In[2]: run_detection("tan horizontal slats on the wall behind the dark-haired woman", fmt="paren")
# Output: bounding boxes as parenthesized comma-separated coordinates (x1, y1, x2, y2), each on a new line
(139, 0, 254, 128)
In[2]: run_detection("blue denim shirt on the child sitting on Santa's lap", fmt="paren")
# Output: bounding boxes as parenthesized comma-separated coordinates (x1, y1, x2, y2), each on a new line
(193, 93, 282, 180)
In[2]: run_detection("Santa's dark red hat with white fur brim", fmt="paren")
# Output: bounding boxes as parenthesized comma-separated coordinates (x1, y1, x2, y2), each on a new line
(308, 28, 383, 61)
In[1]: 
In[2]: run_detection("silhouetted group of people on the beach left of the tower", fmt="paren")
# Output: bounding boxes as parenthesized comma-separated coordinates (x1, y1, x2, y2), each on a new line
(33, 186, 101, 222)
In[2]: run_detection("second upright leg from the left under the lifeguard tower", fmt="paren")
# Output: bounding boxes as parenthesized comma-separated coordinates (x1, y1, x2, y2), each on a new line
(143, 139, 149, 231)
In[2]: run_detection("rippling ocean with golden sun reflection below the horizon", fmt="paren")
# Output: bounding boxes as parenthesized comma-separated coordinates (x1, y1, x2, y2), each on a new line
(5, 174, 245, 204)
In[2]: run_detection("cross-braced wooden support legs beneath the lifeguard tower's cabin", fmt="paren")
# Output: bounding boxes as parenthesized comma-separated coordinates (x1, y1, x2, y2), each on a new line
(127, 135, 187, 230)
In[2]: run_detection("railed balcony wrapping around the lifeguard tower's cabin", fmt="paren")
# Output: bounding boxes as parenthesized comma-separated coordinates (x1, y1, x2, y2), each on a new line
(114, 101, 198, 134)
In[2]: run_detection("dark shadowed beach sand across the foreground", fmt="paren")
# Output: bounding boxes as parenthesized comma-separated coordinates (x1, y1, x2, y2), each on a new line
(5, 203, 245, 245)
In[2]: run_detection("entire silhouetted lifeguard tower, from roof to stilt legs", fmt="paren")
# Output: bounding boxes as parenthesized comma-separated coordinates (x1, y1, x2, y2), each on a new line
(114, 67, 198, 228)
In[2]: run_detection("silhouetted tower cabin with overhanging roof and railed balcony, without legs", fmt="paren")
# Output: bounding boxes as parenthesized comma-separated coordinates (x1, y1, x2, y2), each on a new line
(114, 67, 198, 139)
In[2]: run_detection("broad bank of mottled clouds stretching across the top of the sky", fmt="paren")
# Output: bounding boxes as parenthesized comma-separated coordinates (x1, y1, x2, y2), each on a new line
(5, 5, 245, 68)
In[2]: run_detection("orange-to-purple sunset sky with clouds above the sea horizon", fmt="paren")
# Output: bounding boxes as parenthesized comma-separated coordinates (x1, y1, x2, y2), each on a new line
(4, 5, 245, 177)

....

What lines in the listing include the string "cabin"? Copy them out.

In[2]: run_detection("cross-braced wooden support legs beneath the lifeguard tower's cabin", fmt="paren")
In[2]: run_detection("railed balcony wrapping around the lifeguard tower's cabin", fmt="paren")
In[2]: run_detection("silhouetted tower cabin with overhanging roof and railed balcony, without legs", fmt="paren")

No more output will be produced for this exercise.